───── INPUT DATA ─────

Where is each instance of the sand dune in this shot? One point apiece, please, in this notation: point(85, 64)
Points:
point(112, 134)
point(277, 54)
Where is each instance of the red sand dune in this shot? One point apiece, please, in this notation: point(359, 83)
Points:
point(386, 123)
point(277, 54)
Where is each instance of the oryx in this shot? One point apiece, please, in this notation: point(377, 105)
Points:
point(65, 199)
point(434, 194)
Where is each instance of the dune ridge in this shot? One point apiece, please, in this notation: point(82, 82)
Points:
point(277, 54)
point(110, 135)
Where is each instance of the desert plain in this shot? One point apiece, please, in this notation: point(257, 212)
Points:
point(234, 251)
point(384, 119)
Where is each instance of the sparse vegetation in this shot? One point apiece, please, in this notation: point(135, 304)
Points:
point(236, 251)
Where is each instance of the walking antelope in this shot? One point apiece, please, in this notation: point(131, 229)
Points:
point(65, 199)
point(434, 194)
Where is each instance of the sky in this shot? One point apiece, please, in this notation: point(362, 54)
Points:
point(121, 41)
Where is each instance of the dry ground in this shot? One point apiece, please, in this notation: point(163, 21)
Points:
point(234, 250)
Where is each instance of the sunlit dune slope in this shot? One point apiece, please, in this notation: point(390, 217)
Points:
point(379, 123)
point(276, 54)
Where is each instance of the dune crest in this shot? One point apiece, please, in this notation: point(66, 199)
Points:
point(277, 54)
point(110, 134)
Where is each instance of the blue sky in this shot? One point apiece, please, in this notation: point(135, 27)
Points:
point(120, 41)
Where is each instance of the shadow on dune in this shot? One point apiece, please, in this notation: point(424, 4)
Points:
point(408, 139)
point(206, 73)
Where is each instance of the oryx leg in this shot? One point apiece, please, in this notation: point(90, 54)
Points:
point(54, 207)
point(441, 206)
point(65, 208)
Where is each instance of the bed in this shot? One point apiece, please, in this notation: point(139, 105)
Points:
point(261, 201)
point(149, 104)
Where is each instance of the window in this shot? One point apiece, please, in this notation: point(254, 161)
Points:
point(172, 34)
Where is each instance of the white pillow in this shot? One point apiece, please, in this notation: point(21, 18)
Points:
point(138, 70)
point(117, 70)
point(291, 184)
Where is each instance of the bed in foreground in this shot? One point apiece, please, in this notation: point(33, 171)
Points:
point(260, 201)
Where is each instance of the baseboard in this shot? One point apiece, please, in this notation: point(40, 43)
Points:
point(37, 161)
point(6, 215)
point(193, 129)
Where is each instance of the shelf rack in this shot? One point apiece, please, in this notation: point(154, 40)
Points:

─────

(ACTIVITY) Every line in the records that holds the word "dune" should be copied into the answer.

(RESULT BELOW)
Where is each instance of the sand dune in this shot? One point apiece, please, in this notation: point(85, 64)
Where is each instance of the red sand dune in this shot? One point apiece, please, in this notation: point(359, 83)
Where is each instance of the dune ridge in this shot? One point apiece, please, in this notation: point(82, 82)
Where is each instance of the sunlit dune slope in this shot? One point apiece, please, in this notation: point(390, 217)
Where is each instance of the dune crest in this shot? One point apiece, please, in this notation: point(66, 199)
Where is each instance of the shadow on dune in this shot? One point apiece, please, in this notation: point(424, 4)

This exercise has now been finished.